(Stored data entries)

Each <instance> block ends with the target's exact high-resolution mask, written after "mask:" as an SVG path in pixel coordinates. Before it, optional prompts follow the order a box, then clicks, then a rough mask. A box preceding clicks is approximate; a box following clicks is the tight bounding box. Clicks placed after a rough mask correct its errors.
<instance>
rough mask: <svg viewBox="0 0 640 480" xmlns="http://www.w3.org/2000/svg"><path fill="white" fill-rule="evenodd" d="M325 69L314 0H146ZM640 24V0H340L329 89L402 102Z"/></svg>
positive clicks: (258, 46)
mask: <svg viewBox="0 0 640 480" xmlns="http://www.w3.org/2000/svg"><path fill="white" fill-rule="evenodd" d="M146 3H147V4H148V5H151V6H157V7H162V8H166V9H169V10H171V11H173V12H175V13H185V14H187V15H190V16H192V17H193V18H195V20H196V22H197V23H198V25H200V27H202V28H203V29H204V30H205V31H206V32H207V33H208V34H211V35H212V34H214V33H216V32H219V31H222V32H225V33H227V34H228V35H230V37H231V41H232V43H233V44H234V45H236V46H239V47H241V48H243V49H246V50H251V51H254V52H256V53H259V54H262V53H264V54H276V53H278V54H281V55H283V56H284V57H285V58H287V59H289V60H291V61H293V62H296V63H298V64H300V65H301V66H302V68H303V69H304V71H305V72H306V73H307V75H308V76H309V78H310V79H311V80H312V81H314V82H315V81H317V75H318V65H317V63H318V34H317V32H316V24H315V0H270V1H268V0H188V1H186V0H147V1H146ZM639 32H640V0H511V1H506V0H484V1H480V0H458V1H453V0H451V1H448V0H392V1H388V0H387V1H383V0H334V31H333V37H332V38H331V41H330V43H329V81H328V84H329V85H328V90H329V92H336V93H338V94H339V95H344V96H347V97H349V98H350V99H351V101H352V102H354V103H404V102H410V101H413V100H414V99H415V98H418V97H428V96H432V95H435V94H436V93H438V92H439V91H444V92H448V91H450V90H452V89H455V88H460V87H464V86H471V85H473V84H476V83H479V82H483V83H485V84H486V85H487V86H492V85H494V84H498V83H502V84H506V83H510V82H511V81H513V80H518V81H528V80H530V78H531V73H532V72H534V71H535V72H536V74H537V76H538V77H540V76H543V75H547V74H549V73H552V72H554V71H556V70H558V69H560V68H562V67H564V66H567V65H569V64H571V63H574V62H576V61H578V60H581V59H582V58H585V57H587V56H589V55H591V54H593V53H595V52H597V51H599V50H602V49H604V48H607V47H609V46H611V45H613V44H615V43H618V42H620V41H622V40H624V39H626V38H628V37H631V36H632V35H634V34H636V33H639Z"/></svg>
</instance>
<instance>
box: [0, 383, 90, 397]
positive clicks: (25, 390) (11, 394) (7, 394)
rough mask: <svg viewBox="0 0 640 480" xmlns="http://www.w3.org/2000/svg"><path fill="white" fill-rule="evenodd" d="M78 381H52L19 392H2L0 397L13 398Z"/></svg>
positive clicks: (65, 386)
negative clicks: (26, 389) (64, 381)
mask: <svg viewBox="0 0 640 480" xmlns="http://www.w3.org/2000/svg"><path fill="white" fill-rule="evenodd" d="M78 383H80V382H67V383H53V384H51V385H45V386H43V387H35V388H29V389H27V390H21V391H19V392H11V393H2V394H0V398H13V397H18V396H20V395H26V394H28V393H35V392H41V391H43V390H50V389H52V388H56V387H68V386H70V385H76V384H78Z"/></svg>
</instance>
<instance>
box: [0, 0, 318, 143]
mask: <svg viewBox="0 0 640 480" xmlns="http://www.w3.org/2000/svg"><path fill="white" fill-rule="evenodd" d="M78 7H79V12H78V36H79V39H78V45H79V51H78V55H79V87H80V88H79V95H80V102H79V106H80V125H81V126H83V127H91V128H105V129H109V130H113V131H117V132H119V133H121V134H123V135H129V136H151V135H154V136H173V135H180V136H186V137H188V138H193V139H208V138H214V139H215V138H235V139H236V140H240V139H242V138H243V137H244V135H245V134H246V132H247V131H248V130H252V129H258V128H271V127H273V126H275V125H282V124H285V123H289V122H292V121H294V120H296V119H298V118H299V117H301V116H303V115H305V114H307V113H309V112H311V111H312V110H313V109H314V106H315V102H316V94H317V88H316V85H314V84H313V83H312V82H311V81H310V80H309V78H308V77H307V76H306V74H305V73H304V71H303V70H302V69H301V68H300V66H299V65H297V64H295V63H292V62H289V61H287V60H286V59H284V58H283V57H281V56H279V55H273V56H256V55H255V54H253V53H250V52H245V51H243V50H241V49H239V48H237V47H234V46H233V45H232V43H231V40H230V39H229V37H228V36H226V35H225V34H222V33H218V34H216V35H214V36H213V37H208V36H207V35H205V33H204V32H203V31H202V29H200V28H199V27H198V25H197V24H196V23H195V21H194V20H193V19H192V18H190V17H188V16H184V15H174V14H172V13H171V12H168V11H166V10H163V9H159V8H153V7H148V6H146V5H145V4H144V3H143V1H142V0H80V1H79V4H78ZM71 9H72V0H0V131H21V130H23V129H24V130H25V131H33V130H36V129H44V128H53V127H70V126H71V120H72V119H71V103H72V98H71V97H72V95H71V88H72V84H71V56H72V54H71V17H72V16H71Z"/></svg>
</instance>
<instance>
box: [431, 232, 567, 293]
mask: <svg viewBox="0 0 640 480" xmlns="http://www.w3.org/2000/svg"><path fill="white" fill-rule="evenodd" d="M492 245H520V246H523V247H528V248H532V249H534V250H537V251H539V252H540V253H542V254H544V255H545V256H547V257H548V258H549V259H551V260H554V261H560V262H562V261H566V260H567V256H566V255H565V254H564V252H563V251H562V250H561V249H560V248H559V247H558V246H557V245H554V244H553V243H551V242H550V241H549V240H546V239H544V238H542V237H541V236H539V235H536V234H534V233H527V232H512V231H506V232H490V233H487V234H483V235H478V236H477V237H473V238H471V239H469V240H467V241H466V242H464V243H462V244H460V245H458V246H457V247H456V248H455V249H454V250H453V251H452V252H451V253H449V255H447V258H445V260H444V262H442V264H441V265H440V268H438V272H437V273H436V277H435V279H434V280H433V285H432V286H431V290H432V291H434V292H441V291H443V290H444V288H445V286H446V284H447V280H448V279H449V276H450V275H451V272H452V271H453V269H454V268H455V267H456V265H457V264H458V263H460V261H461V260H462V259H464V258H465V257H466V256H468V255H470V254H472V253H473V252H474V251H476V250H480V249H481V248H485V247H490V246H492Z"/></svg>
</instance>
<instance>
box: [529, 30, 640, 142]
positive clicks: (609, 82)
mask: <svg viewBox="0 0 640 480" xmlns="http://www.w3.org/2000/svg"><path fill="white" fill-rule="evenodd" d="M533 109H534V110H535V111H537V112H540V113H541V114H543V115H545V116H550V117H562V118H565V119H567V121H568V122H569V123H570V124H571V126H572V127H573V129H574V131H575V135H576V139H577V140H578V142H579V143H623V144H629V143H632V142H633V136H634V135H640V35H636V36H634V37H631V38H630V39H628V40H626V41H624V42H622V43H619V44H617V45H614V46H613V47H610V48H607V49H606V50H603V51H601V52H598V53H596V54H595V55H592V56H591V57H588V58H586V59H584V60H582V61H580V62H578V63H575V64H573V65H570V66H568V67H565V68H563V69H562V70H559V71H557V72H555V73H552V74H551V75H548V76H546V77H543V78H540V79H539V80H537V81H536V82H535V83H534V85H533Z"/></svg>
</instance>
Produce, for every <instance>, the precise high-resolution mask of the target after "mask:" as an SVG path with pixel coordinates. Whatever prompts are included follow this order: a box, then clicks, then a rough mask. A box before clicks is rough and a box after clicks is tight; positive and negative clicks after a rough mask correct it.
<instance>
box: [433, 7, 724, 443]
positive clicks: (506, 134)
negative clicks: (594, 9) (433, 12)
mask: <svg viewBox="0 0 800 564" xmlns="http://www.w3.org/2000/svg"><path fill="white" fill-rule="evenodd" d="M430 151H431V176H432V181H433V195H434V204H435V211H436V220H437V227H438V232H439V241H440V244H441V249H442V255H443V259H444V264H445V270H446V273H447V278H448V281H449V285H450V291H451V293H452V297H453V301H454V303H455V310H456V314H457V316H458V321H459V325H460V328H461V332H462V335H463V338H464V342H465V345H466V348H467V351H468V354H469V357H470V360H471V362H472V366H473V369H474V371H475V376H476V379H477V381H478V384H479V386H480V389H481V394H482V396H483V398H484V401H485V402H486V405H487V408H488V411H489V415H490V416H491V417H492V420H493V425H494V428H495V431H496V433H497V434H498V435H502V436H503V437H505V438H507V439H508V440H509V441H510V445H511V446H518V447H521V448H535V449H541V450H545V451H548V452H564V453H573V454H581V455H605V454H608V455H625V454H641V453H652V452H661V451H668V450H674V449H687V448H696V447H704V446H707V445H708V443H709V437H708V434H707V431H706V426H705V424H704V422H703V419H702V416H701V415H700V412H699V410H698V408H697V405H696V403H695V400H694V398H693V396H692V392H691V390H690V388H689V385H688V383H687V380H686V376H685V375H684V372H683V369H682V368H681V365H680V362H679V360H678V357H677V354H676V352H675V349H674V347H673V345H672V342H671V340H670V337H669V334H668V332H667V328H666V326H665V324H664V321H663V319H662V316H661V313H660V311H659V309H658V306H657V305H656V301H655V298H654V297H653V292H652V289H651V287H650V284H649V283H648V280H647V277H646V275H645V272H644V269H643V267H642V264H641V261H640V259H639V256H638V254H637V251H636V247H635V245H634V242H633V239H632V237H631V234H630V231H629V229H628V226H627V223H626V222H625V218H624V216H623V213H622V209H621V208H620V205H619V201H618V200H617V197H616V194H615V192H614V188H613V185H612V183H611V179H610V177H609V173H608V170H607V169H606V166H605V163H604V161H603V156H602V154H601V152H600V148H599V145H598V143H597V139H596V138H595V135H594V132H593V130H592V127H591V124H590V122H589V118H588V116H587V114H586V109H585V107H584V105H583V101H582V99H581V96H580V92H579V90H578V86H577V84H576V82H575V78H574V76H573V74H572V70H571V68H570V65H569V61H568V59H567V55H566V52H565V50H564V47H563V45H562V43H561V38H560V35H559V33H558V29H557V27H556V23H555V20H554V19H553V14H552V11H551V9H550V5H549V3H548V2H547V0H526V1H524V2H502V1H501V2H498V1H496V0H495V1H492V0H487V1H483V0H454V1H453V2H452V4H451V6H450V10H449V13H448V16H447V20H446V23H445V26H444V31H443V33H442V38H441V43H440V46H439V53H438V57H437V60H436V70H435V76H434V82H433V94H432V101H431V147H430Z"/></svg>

* [Work order]
If a line in the data holds the string "prompts", copy that line.

* [Output below]
Each <instance> block ends with the target's exact high-resolution mask, written after "mask:" as an SVG path in pixel coordinates. Before it, optional prompts follow the order a box, then clicks, then a rough mask. A box preceding clicks is approximate; a box following clicks is the tight bounding box. Clicks placed after a rough mask correct its errors.
Produce, for every <instance>, the precise high-resolution mask of the target after "mask:" as an SVG path with pixel coordinates. Whatever prompts are included follow this order: a box, then clicks, then a rough mask. A box before clicks is rough and a box after clicks is tight; positive and negative clicks after a rough mask correct it.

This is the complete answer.